§ **Required work**
Take the entries below and give them back exactly. Leave out nothing.
----------
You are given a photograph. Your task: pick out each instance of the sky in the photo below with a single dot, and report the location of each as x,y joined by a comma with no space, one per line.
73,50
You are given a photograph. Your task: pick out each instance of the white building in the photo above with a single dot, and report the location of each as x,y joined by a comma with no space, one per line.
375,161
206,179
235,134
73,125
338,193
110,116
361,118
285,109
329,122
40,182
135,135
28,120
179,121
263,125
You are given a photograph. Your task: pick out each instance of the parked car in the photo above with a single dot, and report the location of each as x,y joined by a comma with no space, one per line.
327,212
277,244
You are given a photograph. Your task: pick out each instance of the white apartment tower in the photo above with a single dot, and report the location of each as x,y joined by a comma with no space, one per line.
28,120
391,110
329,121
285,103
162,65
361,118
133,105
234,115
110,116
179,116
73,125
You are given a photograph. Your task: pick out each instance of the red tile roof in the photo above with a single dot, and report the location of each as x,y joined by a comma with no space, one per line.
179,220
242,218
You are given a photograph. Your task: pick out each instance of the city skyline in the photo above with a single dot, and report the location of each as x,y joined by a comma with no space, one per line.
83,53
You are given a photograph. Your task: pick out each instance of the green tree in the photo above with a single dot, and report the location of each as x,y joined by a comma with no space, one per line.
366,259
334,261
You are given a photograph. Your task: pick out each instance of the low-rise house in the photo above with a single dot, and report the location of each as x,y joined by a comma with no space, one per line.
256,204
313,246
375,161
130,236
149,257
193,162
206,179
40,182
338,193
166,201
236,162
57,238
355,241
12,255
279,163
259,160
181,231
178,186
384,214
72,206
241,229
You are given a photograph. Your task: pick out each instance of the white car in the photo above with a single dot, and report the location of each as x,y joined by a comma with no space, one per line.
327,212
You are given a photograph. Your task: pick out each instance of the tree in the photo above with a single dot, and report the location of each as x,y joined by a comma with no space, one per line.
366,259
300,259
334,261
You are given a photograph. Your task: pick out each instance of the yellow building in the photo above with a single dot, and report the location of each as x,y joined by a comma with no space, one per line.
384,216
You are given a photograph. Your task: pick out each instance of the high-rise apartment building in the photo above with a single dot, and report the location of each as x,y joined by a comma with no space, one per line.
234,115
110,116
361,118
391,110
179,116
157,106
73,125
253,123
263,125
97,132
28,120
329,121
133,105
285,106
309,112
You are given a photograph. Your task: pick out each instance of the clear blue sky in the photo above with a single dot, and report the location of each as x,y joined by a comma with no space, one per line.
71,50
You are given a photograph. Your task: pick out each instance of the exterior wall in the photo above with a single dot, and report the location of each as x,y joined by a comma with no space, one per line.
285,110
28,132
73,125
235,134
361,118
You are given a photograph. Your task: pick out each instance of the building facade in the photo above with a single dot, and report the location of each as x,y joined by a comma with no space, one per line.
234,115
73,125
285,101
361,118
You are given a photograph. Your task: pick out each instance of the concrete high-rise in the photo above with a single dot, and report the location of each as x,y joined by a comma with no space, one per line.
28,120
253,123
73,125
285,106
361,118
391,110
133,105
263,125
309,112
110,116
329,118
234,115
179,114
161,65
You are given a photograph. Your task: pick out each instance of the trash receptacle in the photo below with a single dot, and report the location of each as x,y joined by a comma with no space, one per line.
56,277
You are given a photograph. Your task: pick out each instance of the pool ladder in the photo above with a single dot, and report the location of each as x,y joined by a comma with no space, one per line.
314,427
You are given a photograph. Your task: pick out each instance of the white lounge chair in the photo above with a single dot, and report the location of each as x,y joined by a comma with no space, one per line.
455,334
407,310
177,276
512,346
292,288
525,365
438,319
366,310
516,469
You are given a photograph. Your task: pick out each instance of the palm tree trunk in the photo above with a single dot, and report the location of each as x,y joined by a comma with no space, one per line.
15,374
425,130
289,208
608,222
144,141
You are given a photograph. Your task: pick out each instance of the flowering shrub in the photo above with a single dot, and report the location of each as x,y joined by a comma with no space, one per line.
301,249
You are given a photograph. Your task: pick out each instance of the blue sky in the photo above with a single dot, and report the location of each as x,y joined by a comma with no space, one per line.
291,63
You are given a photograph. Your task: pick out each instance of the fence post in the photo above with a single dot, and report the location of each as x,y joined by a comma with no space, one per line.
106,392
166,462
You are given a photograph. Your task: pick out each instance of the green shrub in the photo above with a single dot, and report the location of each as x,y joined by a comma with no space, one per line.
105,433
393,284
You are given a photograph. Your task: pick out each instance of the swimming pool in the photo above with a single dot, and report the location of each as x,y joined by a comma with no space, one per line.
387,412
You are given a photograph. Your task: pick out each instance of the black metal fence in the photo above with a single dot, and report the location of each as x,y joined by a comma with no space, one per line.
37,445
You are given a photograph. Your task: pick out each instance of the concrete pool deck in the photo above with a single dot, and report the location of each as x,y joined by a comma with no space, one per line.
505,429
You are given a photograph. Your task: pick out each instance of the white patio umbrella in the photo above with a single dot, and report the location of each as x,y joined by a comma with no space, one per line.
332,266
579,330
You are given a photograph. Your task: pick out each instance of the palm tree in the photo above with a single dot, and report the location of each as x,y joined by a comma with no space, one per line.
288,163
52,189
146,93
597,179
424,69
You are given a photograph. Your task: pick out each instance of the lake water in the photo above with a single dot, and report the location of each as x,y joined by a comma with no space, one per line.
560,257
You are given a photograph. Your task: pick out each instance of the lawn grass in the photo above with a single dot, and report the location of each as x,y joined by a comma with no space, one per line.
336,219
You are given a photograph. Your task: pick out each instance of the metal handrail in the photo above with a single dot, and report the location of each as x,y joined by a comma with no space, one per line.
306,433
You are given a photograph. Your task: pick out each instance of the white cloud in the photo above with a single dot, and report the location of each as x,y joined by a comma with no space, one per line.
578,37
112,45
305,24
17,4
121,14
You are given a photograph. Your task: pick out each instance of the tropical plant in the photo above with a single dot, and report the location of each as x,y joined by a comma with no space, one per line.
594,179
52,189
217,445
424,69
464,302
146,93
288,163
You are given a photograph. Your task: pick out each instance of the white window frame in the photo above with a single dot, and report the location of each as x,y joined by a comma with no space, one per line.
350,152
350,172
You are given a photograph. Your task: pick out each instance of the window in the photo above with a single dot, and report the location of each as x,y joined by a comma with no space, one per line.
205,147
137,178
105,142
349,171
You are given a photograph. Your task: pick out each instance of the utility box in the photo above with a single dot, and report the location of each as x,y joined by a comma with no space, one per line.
----------
§ **Result**
You are given a photograph. Your task: pick out each instance of the sky in the photo below with a single dot, and report the location of each as x,y joined by a comma with no space, one per line.
73,50
You are given a photograph. Your task: pick out each instance of the white building in the photo above with a single dot, and report the location of each as x,y joined by a comma with no space, one per line.
375,161
206,179
235,134
73,125
338,193
110,116
361,118
285,109
329,122
40,182
135,135
28,120
179,121
263,125
You are given a photograph. Your task: pick out each instance of the parked car in the photo above with a single dot, and report the location of each as x,y joined by a comma with no space, one per line.
327,212
277,244
You are given a photograph. Your task: pick out each instance of the white apartment tower in the photo above with a single dot, and report the location of each as x,y joined by a comma with no space, one per line.
28,120
391,110
329,121
285,103
162,65
361,118
133,105
234,115
110,116
179,116
73,125
You are given a photograph. Your task: pick out each instance of the red tile roof in the photo above with a single dot, and report the location of each as x,y joined by a comma with no space, one per line.
179,220
242,218
You are given a photograph. Your task: pick out each instance of the city skyline in the photo above with a single dot, and report the location of each as x,y joined by a comma with no space, one per line.
83,53
You are given a photograph. Your task: pick out each instance of the green tree in the photo above with a single dot, and report the location of each as x,y joined by a comma with no space, one per line.
366,259
334,261
You are given a photograph. Your task: pick out each instance of the low-rise house in the photo above with a single dot, and report the location of each as x,y joined by a comma with no space, one per line.
256,204
313,246
375,161
130,236
149,257
193,162
206,179
40,182
338,193
166,201
236,162
57,238
355,241
12,255
279,163
259,160
181,231
178,186
384,214
72,206
241,229
You are given a photograph. Your task: pick out each instance of the white car in the photo above with a single dot, and report the location of each as x,y joined by a comma with no space, one per line.
327,212
You are given a photograph. Your task: pick out each instance of the tree in the photo above with a single dot, and report the location of each as x,y joined by a comma with no space, one per line.
366,259
300,259
334,261
You are given a photograph. Your task: pick out each instance of the yellow building in the photo above with a single dot, and report the location of each as x,y joined by a comma with no space, one per line.
384,216
You are given a photograph. Your task: pick out each instance of the high-rise apartment building in the photo above with a single dot, and report the location of each as x,y joined by a comma with no space, one per line.
234,115
110,116
361,118
391,110
179,116
157,106
73,125
253,123
263,125
97,132
28,120
329,121
133,105
285,106
309,112
You are given a photograph. Your task: pick out each instance of the clear blue sky in the photo above with a single dot, and report the location of each as x,y joined by a comma with no space, one per line.
71,50
You are given a photograph. Your task: pick out each instance of the exterior wall in the photo above with a single dot, and report the location of each as x,y joined by a comma with no space, one per line.
285,110
28,132
73,125
235,134
361,118
You are given a photograph. Your task: pick out each instance of the building facade in the photo above with a single dot, and report the location of each as x,y joined by a comma with no space, one per line.
234,115
73,125
285,101
361,118
You are given a photograph. Your task: pick out each instance of the concrete high-rise in the photo above with a single dot, and report the location of each as x,y joined by a comma with no space, one per line.
28,120
253,123
73,125
285,106
361,118
391,110
133,105
263,125
309,112
110,116
329,118
234,115
179,114
161,65
You are given a photograph. Your task: pick out each instance of the trash receptacle in the photo below with a single dot, and report the location of each as x,y joined by a comma with no space, one per line.
56,277
You are given a photograph. Your task: pick out each instance of the pool ladder in the photo above with a single dot, and report the location of each as x,y joined by a comma with no space, one per line.
314,427
You are given a photograph. Your task: pick out each instance of the white lounge chair in the photo above with a single dot, and report the location of each as x,y joined by a comma with no space, one per line.
455,334
407,310
177,276
512,346
292,288
525,365
438,319
366,310
516,469
You are given a photograph. Your task: pick out each instance of the palm tree trunk in the photo above with a single dot, and report the location of each as x,y joined by a comma with no space, one per line.
15,374
425,130
289,208
608,222
144,141
You are given a photograph. Your task: pick out each instance of the flowering shrub in the photo above with a single dot, and report the location of each as x,y joined by a comma with no space, one per line.
301,249
You are given a photograph. Your task: pick out each instance of the blue sky in the photo above with a single dot, and report the location of each as x,y joined by a comma with no space, one per line.
291,63
You are given a photograph. Your task: pick out each instance of the fence post in the photo above with a single dot, and report the location of each as x,y joined by a comma with no space, one per line.
106,392
166,462
You are given a photograph. Your task: pick out each instance of the green shrub in the photo above with a single dot, and report the location of each as x,y joined by a comma with no space, one per line.
105,433
393,284
You are given a photograph. Your task: pick out each instance of the swimming pool in the photo above with a single dot, and report the location of each as x,y joined by a comma with no space, one per line.
387,412
You are given a photograph. Your task: pick out each instance of the black metal fence in the photo above with a single dot, and report the location of each as x,y joined by a comma with no space, one per line.
37,445
You are given a photograph. Your task: pick out each instance of the concrete pool deck in the photo above with a single dot, and report the location of each as x,y joined by a comma with no space, one per line.
505,429
You are given a photograph. Your task: pick out each instance of the white patio umbrella in the photo above with a single dot, and report the location of each as x,y joined by a comma with no space, one per line.
332,266
579,330
You are given a photograph. Your task: pick out each instance of the palm tree in the photo above with a single dot, and report the location of each as x,y joined by a comma with no space, one per line.
288,163
52,189
146,93
597,179
424,69
You are given a photograph. Your task: pick out each instance of the lake water in the photo above with a single dot, and report the location of each as x,y joined by a comma with no space, one per line.
560,257
You are given a photograph. Your task: pick out each instance of the lawn grass in the photo above with a single dot, and report the location of each as x,y joined by a comma with no space, one per line.
336,219
You are given a photograph. Your task: pick out each instance of the metal handrail in the photo above with a single dot, and report the location of each as x,y joined by a comma with no space, one per line.
306,433
You are given a photograph. Your task: pick out each instance of the white cloud in the photo above with a single dot, and report the location of each as x,y joined by a comma with no space, one per line.
578,37
112,45
305,24
17,4
121,14
You are given a photograph. Your task: pick out each instance of the tropical plant in the photo above with a single dot, and report the location of each as x,y joined by a comma with no space, one per line.
594,179
52,189
217,445
424,69
464,302
146,93
288,163
You are given a photograph. Your task: pick out each instance of the white window frame in the photo above with a single dot, and report the location of each as x,y joined by a comma with no space, one per line.
350,152
350,172
You are given a photograph. Your task: pick out each instance of the window in the photo above with a single dot, and report the location of each as x,y joined by a comma with no space, one per line.
205,147
137,178
105,142
349,171
You are given a photograph. Your task: pick out each instance of the utility box in the photo above with a single dot, and report the location of each as x,y joined by a comma with no space, one per line.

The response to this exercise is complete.